# DIRECTIVE 1
Reproduce verbatim every pointer entry, from the one querying "soccer player" through the one querying "emirates logo on shirt".
# DIRECTIVE 2
Continue the court opinion on the default judgment and the statement of damages from the point where it ends.

# GIVEN PASSAGE

▬▬▬▬▬▬▬▬▬▬

In the published portion of this case, we hold that the proper service of a statement of damages or its equivalent, although not expressly required by statute under these circumstances, is compelled by due process. 1 In the absence of the proper service of such a constitutionally required notice, the court lacks jurisdiction to enter a default judgment. We further conclude that a prayer in the complaint for “compensatory damages according to proof” fails to give the requisite notice and hence cannot act as a substitute for a separate notice of damages. Accordingly, the judgment must be reversed.

Background

For purposes of the published portion of this opinion, our factual focus is narrow. In May 1987, plaintiffs Doris and Harold Parish, Jr., filed their form complaint in the superior court for personal injury, property damage, and loss of consortium allegedly resulting from a motor vehicle accident occurring 364 days earlier. The plaintiffs prayed for compensatory damages “according to proof.” Almost two years later, in February 1989, the plaintiffs filed an ex parte application for an order permitting service of process by publication. (Code Civ. Proc., § 415.50 [subsequent undesignated section references are to this code].) 2 The court issued the order, and the summons appeared in The Daily Recorder, a newspaper of general circulation for Sacramento County, on four consecutive Fridays in March 1989.

*206 On August 21, 1989, the plaintiffs filed a request for a court judgment. 3 (§ 585, subd. (c).) Under the heading “Statement of damages ([§] 425.11),” tiie plaintiffs claimed $1,790 in special damages and $40,000 in general damages. They also sought $198 in costs. Ten days later, the plaintiffs filed an application for a default judgment, set for September 7. (§ 587.) The application once again sought damages in the sum of $41,790, together with costs of $198. Attached to this application was a proof of service by mail on the defendant at an address in Rancho Cordova, California. Following a hearing at which plaintiff Doris Parish testified, the court entered a default judgment on October 17, 1989, in the amount claimed in the application.

Although the particular vehicle by which the defendant sought relief is ultimately irrelevant, we note the defendant initially moved in January 1990 to quash the summons for failure to publish it in a newspaper most likely to give him actual notice (§ 418.10), to set aside the default for lack of actual notice without inexcusable neglect or avoidance of service (§ 473.5), and to set aside the default under the general relief statute (§ 473). The motion appended his proposed answer. The court denied the motions. The defendant next moved to set aside the judgment (invoking § 473) on the specific ground the plaintiffs did not serve the section 425.11 statement of damages on the defendant more than 30 days before the request for a default judgment, at which point they sent one to an incorrect address. He again appended his proposed answer. The court once more denied the motion: “[Defense counsel], you’re asking the Court to invalidate the default judgment on the ground that no statement of damages was served. The law does not require it.”

▬▬▬▬▬▬▬▬▬▬

# TASK DATA
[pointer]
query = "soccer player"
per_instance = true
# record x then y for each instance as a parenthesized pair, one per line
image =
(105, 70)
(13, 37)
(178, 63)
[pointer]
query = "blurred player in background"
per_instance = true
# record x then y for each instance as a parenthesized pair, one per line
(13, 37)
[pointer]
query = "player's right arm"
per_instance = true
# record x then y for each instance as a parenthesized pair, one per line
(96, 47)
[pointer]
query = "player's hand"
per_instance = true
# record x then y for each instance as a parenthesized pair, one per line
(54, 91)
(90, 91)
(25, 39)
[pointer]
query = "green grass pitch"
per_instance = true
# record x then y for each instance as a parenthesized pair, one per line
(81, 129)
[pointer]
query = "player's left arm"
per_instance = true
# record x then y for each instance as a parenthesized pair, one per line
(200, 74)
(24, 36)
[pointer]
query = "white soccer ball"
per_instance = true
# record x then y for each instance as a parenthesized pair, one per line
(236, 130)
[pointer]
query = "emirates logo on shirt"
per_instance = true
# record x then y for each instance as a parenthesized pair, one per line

▬▬▬▬▬▬▬▬▬▬

# WRITTEN RESPONSE 1
[pointer]
query = "soccer player"
per_instance = true
# record x then y for each instance as a parenthesized pair, one per line
image =
(105, 70)
(13, 37)
(178, 63)
[pointer]
query = "blurred player in background"
per_instance = true
# record x then y for each instance as a parenthesized pair, one per line
(13, 37)
[pointer]
query = "player's right arm"
per_instance = true
# record x then y for each instance as a parenthesized pair, one per line
(96, 47)
[pointer]
query = "player's hand"
per_instance = true
# record x then y for each instance as a parenthesized pair, one per line
(54, 91)
(90, 91)
(25, 39)
[pointer]
query = "green grass pitch"
per_instance = true
# record x then y for each instance as a parenthesized pair, one per line
(81, 129)
[pointer]
query = "player's left arm"
per_instance = true
# record x then y for each instance as a parenthesized pair, one per line
(200, 74)
(24, 36)
[pointer]
query = "white soccer ball"
per_instance = true
# record x then y for each instance as a parenthesized pair, one per line
(236, 130)
[pointer]
query = "emirates logo on shirt"
per_instance = true
# record x then y for each instance as a parenthesized pair, one per line

# WRITTEN RESPONSE 2
The defendant now appeals from the default judgment and the two orders entered after judgment denying relief from judgment. He claims the judgment is void either for failure to serve a statement of damages or because service by publication was improper. He further claims the trial court abused its discretion in failing to set aside the default under section 473.5 because he did not attempt to evade service • and was not guilty of inexcusable neglect. In the published portion of this opinion, we limit our consideration to his claim that the judgment was invalid because he was not served with a statement of damages pursuant to section 425.11.

*207 Discussion

I *

II

Defendant contends that the default judgment entered against him is void because plaintiffs failed to serve him with a statement of damages as required by section 425.11. Plaintiffs counter that such a statement is not required when service has been made by publication.

A.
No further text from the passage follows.